What you are asked to do
Reproduce the material below with "whole pixels" swapped for "integer pixels" wherever it occurs, leaving every other character unchanged.

· · ·

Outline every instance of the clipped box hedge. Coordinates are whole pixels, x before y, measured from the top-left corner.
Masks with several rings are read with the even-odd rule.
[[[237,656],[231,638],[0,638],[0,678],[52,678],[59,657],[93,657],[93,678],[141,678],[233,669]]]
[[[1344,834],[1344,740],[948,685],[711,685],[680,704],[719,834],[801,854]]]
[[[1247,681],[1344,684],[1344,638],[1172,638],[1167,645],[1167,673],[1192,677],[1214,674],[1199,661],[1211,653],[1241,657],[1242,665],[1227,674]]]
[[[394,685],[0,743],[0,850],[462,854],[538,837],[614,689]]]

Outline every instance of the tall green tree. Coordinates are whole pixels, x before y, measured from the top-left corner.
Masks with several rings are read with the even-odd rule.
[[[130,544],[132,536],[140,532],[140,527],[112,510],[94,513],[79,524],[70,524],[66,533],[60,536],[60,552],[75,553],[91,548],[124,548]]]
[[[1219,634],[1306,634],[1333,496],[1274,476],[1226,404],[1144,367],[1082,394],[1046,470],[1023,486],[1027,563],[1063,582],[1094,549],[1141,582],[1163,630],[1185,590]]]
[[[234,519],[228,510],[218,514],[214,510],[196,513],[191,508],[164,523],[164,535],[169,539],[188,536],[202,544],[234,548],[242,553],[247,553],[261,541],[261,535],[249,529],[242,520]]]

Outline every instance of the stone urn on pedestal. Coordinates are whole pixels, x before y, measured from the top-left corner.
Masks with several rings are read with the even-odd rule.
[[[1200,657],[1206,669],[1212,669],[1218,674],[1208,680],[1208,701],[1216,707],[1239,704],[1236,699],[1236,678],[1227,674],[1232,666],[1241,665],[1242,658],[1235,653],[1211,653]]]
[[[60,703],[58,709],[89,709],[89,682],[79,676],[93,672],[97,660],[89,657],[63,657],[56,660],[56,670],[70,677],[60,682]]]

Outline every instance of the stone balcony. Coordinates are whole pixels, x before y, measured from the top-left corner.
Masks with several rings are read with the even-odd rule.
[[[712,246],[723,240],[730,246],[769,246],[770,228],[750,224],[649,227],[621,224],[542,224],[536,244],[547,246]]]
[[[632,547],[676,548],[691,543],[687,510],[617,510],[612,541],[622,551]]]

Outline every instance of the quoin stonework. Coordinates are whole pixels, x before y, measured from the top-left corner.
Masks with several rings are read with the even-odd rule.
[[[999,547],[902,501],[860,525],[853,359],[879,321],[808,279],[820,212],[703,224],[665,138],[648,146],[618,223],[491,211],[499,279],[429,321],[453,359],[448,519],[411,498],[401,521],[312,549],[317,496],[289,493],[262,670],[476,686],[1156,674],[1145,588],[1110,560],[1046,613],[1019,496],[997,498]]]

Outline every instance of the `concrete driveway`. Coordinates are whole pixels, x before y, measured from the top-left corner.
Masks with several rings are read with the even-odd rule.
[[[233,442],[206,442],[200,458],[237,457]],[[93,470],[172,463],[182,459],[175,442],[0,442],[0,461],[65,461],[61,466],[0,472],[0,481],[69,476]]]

· · ·

Correct output
Outline every instance of the clipped box hedge. Coordinates are integer pixels, x before y, measured from the top-left corner.
Masks with several rings are read with the even-odd rule.
[[[237,656],[231,638],[0,638],[0,678],[52,678],[59,657],[93,657],[93,678],[141,678],[233,669]]]
[[[1344,834],[1344,740],[948,685],[711,685],[680,704],[719,834],[801,854]]]
[[[1247,681],[1344,684],[1344,638],[1172,638],[1167,645],[1167,673],[1192,677],[1214,674],[1199,661],[1211,653],[1241,657],[1242,665],[1227,674]]]
[[[394,685],[0,743],[0,850],[462,854],[538,837],[614,689]]]

Outline every instance of the tall green tree. Coordinates are integer pixels, x before y, measured from the top-left corner.
Masks with several rings are read with the even-odd rule.
[[[130,544],[132,536],[140,532],[140,527],[112,510],[94,513],[79,524],[70,524],[66,533],[60,536],[60,552],[75,553],[91,548],[124,548]]]
[[[1219,634],[1306,634],[1333,496],[1274,476],[1226,404],[1144,367],[1082,394],[1046,470],[1023,486],[1027,563],[1063,582],[1094,549],[1141,582],[1163,630],[1185,590]]]
[[[234,519],[228,510],[218,514],[214,510],[196,513],[191,508],[164,523],[164,535],[169,539],[188,536],[202,544],[234,548],[242,553],[247,553],[261,541],[261,535],[249,529],[242,520]]]

Outline every instance of the stone urn on pedestal. Coordinates are integer pixels, x before y, measured from the top-left corner.
Masks with several rings are read with the even-odd rule.
[[[1200,657],[1206,669],[1212,669],[1218,674],[1208,680],[1208,701],[1216,707],[1239,704],[1236,699],[1236,678],[1227,674],[1232,666],[1241,665],[1242,658],[1235,653],[1211,653]]]
[[[60,703],[58,709],[89,709],[89,682],[79,676],[93,672],[97,660],[89,657],[63,657],[56,660],[56,670],[70,677],[60,682]]]

Outline every instance of the stone balcony. Coordinates are integer pixels, x before y, measured from the top-left corner.
Masks with several rings are read with the even-odd rule.
[[[712,246],[723,240],[730,246],[769,246],[770,228],[750,224],[649,227],[621,224],[542,224],[536,244],[547,246]]]
[[[632,547],[676,548],[691,543],[687,510],[617,510],[612,541],[622,551]]]

Outline every instance of the quoin stonework. Coordinates are integer pixels, x before y, measured from the top-left corner.
Masks with several rings are read with the even-odd rule.
[[[999,547],[902,501],[860,525],[853,359],[879,321],[808,279],[820,212],[703,224],[665,138],[648,146],[618,223],[491,211],[499,279],[429,321],[453,359],[448,519],[411,498],[401,521],[312,549],[317,496],[289,493],[262,670],[476,686],[1156,674],[1145,588],[1110,560],[1046,613],[1019,496],[997,498]]]

Outline every instance of the `concrete driveway`. Coordinates are integer pixels, x before y, measured from the top-left corner.
Masks with several rings are read with the even-odd rule.
[[[233,442],[206,442],[200,458],[237,457]],[[93,470],[172,463],[182,459],[175,442],[0,442],[0,461],[65,461],[61,466],[0,472],[0,481],[69,476]]]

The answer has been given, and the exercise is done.